> Exercise aim:
Count the lines of the material below that contain the string "scarf", and give only that number.

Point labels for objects

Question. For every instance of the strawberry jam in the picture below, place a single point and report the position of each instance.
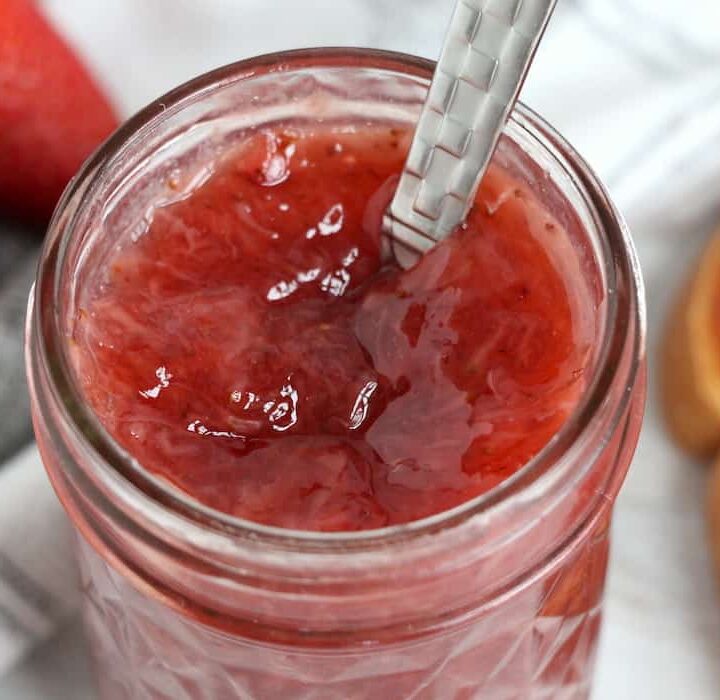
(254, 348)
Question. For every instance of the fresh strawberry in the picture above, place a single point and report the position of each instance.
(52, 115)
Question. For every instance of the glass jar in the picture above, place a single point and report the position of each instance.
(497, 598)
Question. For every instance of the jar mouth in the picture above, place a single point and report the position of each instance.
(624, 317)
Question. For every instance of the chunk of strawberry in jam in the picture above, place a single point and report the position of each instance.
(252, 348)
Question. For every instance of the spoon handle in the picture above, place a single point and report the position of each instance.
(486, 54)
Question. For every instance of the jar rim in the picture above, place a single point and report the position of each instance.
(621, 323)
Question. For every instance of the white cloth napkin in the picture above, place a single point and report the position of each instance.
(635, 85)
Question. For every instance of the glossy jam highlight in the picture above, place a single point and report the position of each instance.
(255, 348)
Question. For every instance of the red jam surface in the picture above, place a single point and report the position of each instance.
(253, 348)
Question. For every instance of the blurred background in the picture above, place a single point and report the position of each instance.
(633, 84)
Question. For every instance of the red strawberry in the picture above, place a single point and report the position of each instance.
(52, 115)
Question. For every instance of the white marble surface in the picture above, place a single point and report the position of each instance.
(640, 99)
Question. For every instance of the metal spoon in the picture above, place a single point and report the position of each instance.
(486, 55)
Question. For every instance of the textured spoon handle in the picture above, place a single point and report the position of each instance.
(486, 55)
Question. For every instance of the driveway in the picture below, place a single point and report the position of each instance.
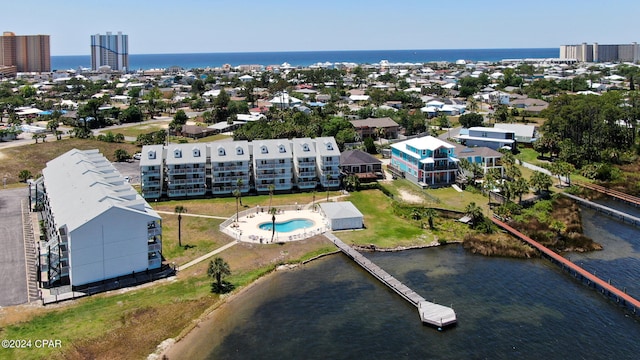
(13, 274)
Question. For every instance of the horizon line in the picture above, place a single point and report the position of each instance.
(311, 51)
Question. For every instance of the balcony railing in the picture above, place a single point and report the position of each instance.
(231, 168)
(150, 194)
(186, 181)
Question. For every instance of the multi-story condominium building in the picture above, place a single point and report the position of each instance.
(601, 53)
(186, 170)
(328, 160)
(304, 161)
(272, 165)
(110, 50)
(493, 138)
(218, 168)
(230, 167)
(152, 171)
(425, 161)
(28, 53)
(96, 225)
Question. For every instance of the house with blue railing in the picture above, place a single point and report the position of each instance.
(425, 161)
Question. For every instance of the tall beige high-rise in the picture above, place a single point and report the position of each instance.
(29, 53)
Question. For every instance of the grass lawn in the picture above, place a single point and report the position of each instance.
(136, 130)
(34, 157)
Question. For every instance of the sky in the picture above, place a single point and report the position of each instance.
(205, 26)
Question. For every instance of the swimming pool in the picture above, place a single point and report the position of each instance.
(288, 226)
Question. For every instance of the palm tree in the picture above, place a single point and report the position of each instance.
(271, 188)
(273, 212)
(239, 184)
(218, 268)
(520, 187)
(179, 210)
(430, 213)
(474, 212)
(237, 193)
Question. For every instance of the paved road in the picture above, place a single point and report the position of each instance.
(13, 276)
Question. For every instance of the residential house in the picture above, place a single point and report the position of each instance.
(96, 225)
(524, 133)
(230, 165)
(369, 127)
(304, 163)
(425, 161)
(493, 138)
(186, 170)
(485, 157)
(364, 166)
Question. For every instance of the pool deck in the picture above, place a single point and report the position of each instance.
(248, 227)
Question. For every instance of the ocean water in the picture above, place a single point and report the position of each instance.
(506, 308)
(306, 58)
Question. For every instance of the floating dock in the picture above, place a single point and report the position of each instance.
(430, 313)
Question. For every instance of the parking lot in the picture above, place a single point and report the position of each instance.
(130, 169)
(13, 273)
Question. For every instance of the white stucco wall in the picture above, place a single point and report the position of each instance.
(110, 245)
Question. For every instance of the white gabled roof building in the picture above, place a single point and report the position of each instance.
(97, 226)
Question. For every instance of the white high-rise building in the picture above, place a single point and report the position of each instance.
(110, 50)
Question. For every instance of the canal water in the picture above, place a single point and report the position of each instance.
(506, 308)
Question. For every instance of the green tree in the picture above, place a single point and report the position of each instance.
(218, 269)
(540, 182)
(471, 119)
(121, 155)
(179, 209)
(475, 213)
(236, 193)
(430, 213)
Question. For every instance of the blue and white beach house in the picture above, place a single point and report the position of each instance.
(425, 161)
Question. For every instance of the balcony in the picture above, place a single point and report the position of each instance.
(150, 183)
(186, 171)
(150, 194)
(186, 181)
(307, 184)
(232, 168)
--
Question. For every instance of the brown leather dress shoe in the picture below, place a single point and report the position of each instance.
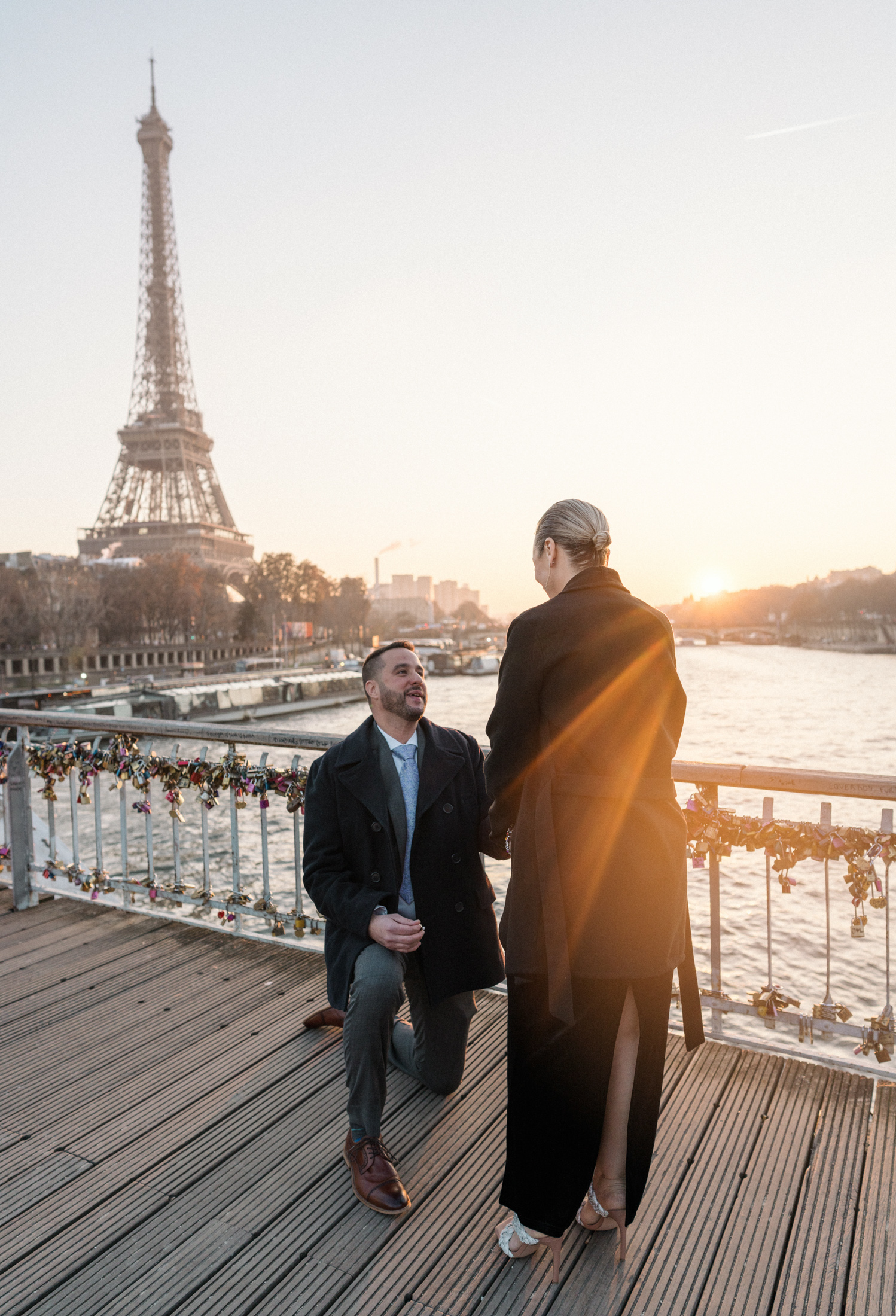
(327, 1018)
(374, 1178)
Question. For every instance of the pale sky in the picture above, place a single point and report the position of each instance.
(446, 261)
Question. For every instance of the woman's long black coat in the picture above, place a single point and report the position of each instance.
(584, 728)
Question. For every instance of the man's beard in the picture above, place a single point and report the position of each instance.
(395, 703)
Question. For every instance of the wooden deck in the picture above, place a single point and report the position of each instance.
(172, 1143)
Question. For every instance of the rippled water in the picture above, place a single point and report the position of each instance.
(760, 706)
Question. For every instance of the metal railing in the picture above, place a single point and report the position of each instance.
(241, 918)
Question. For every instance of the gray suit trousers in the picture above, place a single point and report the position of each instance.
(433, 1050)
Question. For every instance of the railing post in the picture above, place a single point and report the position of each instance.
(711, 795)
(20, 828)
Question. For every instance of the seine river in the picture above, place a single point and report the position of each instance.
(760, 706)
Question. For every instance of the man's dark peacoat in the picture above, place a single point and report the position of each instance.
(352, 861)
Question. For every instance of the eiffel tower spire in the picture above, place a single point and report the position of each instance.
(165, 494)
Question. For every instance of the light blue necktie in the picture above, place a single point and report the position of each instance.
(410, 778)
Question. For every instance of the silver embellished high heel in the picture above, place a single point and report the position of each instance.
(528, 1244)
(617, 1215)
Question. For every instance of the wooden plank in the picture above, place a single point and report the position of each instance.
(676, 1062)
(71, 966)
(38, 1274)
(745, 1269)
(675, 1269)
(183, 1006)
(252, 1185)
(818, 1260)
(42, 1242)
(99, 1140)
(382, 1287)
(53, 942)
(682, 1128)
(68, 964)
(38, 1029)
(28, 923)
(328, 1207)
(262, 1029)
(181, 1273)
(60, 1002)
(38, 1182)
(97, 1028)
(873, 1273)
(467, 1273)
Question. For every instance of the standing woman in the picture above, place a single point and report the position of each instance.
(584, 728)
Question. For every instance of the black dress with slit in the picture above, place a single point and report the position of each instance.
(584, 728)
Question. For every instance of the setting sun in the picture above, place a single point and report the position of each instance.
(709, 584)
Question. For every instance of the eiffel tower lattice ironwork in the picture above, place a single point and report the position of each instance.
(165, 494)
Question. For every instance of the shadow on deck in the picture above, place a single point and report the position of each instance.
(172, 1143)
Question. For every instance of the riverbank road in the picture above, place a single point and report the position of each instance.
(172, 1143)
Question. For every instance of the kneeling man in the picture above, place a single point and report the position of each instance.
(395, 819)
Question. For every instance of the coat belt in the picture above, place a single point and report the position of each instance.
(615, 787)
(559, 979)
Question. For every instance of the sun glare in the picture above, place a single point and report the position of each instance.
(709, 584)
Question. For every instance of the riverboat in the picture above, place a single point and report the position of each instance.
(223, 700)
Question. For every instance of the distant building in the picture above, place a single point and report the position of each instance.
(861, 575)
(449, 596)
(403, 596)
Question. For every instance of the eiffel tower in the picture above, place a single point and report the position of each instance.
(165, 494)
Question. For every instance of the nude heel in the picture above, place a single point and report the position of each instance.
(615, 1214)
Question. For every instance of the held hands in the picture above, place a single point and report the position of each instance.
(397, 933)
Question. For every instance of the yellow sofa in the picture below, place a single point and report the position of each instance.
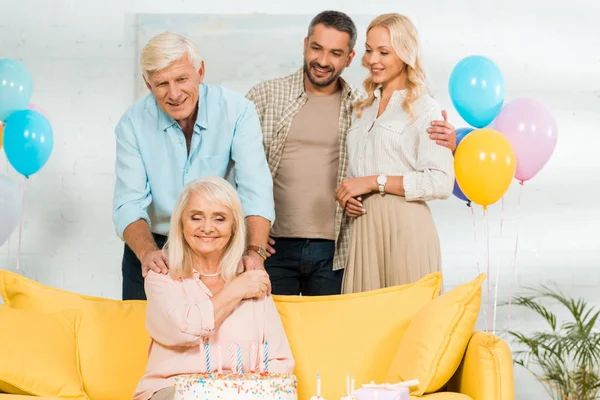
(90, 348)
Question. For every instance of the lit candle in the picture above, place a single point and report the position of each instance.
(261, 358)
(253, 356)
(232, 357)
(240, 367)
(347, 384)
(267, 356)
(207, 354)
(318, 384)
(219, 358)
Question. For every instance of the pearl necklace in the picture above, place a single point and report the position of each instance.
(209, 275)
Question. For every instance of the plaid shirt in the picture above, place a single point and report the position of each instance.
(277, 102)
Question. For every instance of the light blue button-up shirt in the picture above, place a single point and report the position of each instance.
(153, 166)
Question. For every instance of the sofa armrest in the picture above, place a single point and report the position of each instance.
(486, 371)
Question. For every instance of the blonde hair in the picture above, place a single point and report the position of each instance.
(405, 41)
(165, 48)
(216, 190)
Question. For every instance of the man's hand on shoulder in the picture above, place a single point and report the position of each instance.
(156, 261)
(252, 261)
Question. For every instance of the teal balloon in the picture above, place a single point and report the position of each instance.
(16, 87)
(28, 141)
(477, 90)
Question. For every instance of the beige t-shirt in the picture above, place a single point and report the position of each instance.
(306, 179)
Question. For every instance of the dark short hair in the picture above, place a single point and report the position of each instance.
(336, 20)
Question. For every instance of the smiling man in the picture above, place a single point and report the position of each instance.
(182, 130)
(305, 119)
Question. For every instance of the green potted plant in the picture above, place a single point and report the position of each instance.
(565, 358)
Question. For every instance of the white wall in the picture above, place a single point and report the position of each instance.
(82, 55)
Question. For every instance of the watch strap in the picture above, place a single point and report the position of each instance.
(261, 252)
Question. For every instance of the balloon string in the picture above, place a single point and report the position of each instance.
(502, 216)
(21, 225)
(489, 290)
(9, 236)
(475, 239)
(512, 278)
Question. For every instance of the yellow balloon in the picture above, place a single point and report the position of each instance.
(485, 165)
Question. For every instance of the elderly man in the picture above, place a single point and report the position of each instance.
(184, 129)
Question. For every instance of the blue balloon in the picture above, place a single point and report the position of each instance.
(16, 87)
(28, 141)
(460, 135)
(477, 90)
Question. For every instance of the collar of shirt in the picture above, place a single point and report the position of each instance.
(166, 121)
---
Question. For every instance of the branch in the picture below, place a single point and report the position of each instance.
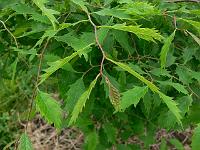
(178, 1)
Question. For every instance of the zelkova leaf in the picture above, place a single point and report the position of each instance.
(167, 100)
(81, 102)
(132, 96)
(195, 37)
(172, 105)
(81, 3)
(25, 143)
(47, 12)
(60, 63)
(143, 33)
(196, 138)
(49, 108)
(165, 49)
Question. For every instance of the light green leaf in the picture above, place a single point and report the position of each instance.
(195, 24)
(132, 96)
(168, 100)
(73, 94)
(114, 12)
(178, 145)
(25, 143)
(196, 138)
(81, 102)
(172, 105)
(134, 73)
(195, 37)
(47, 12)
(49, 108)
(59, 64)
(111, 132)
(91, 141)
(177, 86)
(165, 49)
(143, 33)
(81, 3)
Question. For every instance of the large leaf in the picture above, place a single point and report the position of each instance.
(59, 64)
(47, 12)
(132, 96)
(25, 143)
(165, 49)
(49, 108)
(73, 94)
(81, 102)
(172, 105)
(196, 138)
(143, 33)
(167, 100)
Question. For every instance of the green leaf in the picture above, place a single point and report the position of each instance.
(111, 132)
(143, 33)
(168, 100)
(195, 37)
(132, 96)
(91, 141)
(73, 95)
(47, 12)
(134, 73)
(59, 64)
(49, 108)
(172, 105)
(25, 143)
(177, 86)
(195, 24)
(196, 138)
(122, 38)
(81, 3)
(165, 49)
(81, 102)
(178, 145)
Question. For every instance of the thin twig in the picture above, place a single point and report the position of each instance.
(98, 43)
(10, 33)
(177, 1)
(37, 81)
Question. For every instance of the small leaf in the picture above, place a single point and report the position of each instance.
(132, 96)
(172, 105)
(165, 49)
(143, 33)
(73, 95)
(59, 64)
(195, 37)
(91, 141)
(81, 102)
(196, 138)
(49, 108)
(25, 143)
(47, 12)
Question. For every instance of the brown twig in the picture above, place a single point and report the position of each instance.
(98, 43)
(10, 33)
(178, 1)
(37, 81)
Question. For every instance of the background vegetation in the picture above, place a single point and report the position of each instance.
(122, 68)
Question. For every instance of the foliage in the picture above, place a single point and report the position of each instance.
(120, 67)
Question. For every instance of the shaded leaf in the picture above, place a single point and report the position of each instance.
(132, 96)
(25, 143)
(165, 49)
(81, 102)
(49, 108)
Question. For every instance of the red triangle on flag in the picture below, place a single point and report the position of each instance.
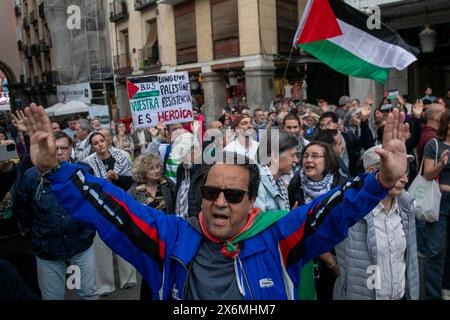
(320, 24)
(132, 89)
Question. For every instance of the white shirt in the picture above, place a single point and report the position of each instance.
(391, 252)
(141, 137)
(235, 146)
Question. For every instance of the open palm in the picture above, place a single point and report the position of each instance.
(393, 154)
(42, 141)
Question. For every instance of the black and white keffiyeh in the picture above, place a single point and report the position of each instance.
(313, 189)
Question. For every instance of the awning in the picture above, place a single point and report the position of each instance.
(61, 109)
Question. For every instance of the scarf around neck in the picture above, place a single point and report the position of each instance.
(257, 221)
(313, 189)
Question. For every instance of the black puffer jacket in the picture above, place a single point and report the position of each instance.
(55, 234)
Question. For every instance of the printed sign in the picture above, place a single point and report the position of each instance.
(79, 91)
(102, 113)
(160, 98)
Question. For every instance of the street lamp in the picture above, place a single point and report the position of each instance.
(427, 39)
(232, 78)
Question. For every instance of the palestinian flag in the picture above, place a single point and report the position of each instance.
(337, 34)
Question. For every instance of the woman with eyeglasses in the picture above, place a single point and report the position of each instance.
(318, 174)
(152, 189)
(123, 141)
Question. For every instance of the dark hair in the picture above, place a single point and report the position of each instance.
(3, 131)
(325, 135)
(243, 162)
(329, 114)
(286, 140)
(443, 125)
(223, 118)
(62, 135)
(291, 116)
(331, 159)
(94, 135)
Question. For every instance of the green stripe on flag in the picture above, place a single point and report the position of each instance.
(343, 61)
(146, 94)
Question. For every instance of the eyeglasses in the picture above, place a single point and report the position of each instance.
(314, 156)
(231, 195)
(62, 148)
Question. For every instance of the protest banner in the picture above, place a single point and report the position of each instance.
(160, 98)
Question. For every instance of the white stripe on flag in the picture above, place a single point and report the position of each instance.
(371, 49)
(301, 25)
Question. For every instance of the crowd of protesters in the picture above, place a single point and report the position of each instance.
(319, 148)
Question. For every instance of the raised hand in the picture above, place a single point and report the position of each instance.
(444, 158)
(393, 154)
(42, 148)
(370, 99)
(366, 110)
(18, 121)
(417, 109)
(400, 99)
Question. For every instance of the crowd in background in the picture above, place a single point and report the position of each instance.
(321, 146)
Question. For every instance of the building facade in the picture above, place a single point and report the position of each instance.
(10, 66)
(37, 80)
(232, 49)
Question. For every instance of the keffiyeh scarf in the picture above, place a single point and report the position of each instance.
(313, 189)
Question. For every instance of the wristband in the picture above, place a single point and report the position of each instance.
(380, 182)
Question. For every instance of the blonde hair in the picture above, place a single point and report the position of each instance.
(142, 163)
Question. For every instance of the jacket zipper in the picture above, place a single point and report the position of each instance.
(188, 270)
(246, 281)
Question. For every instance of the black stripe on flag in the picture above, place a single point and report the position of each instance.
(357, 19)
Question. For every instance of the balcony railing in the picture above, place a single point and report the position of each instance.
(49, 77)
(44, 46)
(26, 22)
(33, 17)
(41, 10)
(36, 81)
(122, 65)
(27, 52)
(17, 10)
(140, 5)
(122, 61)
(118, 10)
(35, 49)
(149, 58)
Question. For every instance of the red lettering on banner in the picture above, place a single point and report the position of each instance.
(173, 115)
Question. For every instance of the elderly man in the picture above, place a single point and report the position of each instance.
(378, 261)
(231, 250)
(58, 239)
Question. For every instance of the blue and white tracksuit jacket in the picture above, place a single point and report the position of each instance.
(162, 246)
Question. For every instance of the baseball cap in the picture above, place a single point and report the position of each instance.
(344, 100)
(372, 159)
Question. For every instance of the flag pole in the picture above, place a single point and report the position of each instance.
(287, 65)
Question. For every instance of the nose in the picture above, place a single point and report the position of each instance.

> Solution to the problem:
2